[start]
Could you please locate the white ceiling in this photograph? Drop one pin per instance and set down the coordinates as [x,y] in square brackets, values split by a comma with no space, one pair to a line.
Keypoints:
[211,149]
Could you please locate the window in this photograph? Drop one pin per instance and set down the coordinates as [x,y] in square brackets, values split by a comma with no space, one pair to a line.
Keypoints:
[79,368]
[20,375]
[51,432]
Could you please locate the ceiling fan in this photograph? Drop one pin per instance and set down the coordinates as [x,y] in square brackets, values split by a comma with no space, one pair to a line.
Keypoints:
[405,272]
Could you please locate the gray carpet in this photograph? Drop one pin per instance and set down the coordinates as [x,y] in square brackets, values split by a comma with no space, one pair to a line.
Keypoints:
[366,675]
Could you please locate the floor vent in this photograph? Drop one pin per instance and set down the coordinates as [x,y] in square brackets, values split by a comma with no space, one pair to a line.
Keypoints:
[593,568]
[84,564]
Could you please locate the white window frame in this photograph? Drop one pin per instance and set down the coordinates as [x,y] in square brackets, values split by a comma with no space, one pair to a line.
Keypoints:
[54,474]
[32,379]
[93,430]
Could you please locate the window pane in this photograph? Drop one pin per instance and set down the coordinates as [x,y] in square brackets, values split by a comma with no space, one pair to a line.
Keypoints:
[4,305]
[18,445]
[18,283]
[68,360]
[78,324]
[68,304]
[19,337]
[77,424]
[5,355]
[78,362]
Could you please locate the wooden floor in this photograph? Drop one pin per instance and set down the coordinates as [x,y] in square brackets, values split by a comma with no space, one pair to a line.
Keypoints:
[end]
Problem description: Could you lay out every line of all the entries above as a numbered list, leaving out any blank lines?

Response to this exercise:
1. Could you please locate the white ceiling in this photograph? Drop one pin per instance and set down the coordinates as [x,y] in square brackets, values split by a comma with no space, one pair to a line.
2. Keypoints:
3. [211,149]
4. Could you please locate the window in this photograph? Drop one pin per instance and set down the coordinates as [x,y] in square brackets, values split by a comma with no space, one pair to a line.
5. Keypoints:
6. [79,368]
7. [20,375]
8. [51,432]
9. Could you please locate the ceiling fan in this photograph? Drop one pin per instance and set down the coordinates as [x,y] in square brackets, values split by a comma with no space, one pair to a line.
10. Keypoints:
11. [405,272]
12. Could you please locate the gray carpet in this photograph? Drop one pin per instance and set down the coordinates as [x,y] in square brackets, values split by a comma with no space, one pair to a line.
13. Keypoints:
14. [366,675]
15. Could you please locate the floor vent in this photograph? Drop one pin per instance and set down the coordinates as [x,y] in square brackets, values split by a comma with no space, one pair to a line.
16. Keypoints:
17. [593,568]
18. [84,564]
19. Could you please locate the white window frame in this photograph? Drop one pin per instance and set down the coordinates as [x,y] in square brackets, values split by a comma with no space, one pair to a line.
20. Keypoints:
21. [54,474]
22. [32,379]
23. [93,430]
24. Could you please locate the window pane in this photograph? Drop one pin per instance and set down the coordinates as [x,y] in square brackets, values split by a comma with no space, one pair to a line.
25. Keypoints:
26. [4,305]
27. [18,445]
28. [18,283]
29. [68,360]
30. [78,324]
31. [68,304]
32. [19,337]
33. [77,424]
34. [5,355]
35. [78,362]
36. Could you please locate the wooden floor in this photograph? Drop one pin per instance and set down the coordinates as [x,y] in square brackets, values split by a comma with no space, one pair to a line.
37. Keypoints:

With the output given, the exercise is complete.